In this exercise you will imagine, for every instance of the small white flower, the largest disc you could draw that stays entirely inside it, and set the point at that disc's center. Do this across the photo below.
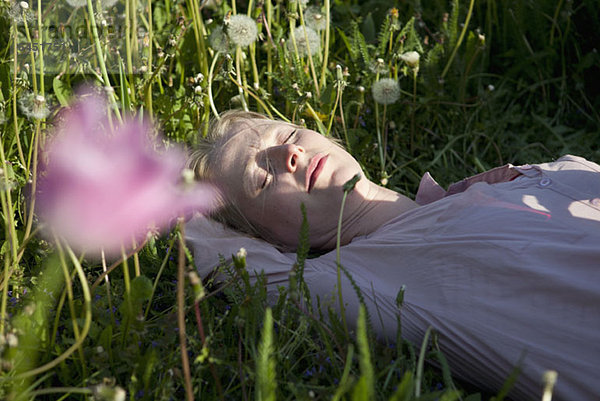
(386, 91)
(218, 40)
(34, 106)
(301, 41)
(411, 59)
(242, 30)
(12, 340)
(102, 392)
(314, 18)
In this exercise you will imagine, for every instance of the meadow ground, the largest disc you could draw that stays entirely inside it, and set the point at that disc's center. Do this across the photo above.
(450, 87)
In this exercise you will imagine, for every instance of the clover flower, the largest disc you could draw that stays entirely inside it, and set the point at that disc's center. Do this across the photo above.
(301, 43)
(242, 30)
(103, 187)
(411, 59)
(34, 106)
(218, 40)
(386, 91)
(314, 18)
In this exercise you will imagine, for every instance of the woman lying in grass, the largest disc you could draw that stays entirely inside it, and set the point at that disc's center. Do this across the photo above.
(505, 265)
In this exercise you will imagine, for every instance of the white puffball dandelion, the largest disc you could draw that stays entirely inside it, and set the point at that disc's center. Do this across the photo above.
(315, 19)
(411, 59)
(386, 91)
(34, 106)
(77, 3)
(218, 40)
(301, 41)
(301, 3)
(242, 30)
══════════════════════════════
Render the part of the data that opens with the line containing "of the white" and runs through the end of the data as a Markdown table, with columns headed Row and Entry. Give each line its own row, number the rows in order, and leave out blank lines.

**ANSWER TO THIS PROBLEM:**
| Row | Entry |
|---|---|
| 1 | In this exercise you will imagine, for every instance of the white puffball dandelion, the largest disc you could draw that stays entirely inside it, and set the point at that disc's center. Do this across the photo above. |
| 2 | (315, 19) |
| 3 | (411, 59) |
| 4 | (386, 91) |
| 5 | (34, 106) |
| 6 | (77, 3) |
| 7 | (218, 40) |
| 8 | (301, 41) |
| 9 | (301, 3) |
| 10 | (242, 30) |